• **GIVEN PROBLEM**
From the article about the Clean Reader app below, return the passage between "Today’s standards" and "provide more clarity.", inclusive, copied word for word.

• **READING PASSAGE**
◆ ◆ ◆ ◆ ◆ ◆ ◆

Offensive words are replaced with blue dots, which the reader can tap to reveal an approximation of the offending term (“witch” for “bitch”, for example) in case the meaning is not clear from the context or the reader is just curious. The current lexicon of licentiousness extends to more than 100 words and phrases. It is also possible to switch the profanity radar off and read the books in their uncensored depravity.

Today’s standards

As an exercise in exploring the app, its strengths and limitations, I downloaded The Country Girls to see how its "sexual explicitness" measured up against today's standards.

The first blue redaction occurs on page 8. It doesn’t draw particular attention to itself – it is barely bigger than a full stop – but it does interrupt the flow of reading as you try to figure out the censored word and eventually succumb to the approximation, which doesn’t necessarily provide more clarity.

In this first instance, for example, Baba is recounting praying every night as an act of penance, because “she is afraid of (blue dot)”. Click the button, and Clean Reader suggests “heck”; double-check the original: the elided word is “hell”.

Now, Baba’s fear of hell doesn’t strike this reader as even potentially profane, so what Clean Reader reveals most clearly is the fact that censorship is cultural as well as literal, and obscuring offensive words does nothing to protect the reader from sophisticated or subversive ideas. This is borne out by the fact that there is not much difference between the original version and the “squeaky clean” version of O’Brien’s “notorious” book.

The most commonly elided word in The Country Girls turns out to be "God" (approximations include "gee" and "gosh"), followed by "damn", which is rendered, naturally, as "darn". "Sex", which is mentioned only twice in the text, is redefined as "love". There are three references to breasts, which are redefined as "chests".

Different meanings

This last example is particularly amusing: only one of the three instances refers to female anatomy; the others refer to a chicken dish and a man’s coat pocket. Interestingly, several Irish and British profanities – “bloody” and “feck” among them – sneak in, even in the “squeaky clean” version.

◆ ◆ ◆ ◆ ◆ ◆ ◆

• **INFORMATION SUPPLIED**
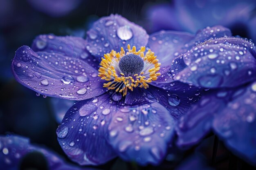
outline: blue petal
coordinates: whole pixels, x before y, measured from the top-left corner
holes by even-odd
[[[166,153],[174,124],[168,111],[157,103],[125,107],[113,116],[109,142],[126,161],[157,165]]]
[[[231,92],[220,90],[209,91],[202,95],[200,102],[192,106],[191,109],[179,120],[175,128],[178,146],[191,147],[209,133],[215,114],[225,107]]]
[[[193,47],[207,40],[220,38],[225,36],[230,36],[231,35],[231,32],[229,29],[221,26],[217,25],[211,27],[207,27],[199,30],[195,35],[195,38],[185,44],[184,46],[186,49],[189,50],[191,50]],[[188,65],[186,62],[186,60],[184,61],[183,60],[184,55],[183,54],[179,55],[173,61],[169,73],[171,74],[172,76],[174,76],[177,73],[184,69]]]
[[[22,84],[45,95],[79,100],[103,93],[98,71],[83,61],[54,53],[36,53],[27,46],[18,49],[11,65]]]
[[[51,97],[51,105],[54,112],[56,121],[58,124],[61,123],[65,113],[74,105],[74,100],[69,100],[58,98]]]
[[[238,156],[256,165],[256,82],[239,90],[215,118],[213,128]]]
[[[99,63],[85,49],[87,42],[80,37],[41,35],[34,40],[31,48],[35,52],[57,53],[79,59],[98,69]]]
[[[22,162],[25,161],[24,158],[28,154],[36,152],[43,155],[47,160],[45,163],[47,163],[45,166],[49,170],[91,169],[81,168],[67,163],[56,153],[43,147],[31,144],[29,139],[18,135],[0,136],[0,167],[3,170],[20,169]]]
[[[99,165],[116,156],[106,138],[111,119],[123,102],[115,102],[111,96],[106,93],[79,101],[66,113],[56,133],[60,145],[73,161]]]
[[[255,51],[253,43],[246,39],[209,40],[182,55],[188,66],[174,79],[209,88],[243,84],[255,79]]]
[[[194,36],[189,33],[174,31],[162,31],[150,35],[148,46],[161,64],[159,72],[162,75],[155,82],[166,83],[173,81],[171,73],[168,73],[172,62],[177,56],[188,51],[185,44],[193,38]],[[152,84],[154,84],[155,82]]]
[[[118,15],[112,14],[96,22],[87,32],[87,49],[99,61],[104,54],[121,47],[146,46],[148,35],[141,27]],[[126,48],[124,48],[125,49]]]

◆ ◆ ◆ ◆ ◆ ◆ ◆

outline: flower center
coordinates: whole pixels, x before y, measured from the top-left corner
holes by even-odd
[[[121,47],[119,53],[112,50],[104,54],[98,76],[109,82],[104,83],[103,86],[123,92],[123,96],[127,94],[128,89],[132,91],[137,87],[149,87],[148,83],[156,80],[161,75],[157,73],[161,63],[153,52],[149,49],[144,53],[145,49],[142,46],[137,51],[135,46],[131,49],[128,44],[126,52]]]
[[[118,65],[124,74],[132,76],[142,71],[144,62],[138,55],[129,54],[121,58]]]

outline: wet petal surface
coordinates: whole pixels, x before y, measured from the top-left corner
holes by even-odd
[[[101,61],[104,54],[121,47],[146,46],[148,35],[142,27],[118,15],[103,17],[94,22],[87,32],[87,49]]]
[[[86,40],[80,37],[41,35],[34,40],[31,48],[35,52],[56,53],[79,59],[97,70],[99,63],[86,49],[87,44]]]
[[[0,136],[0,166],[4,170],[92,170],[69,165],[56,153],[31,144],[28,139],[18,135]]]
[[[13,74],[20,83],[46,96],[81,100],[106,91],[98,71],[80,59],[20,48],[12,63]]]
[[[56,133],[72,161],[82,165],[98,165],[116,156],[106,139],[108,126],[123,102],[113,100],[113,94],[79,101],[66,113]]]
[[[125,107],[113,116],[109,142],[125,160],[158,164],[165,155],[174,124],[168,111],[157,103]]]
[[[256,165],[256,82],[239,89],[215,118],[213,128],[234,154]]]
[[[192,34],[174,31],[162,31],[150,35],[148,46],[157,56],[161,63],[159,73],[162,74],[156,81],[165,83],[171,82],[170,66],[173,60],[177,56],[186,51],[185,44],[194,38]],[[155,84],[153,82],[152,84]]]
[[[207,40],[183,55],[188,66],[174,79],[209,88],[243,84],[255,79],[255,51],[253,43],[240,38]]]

◆ ◆ ◆ ◆ ◆ ◆ ◆

• **ANSWER TO THIS TASK**
Today’s standards

As an exercise in exploring the app, its strengths and limitations, I downloaded The Country Girls to see how its "sexual explicitness" measured up against today's standards.

The first blue redaction occurs on page 8. It doesn’t draw particular attention to itself – it is barely bigger than a full stop – but it does interrupt the flow of reading as you try to figure out the censored word and eventually succumb to the approximation, which doesn’t necessarily provide more clarity.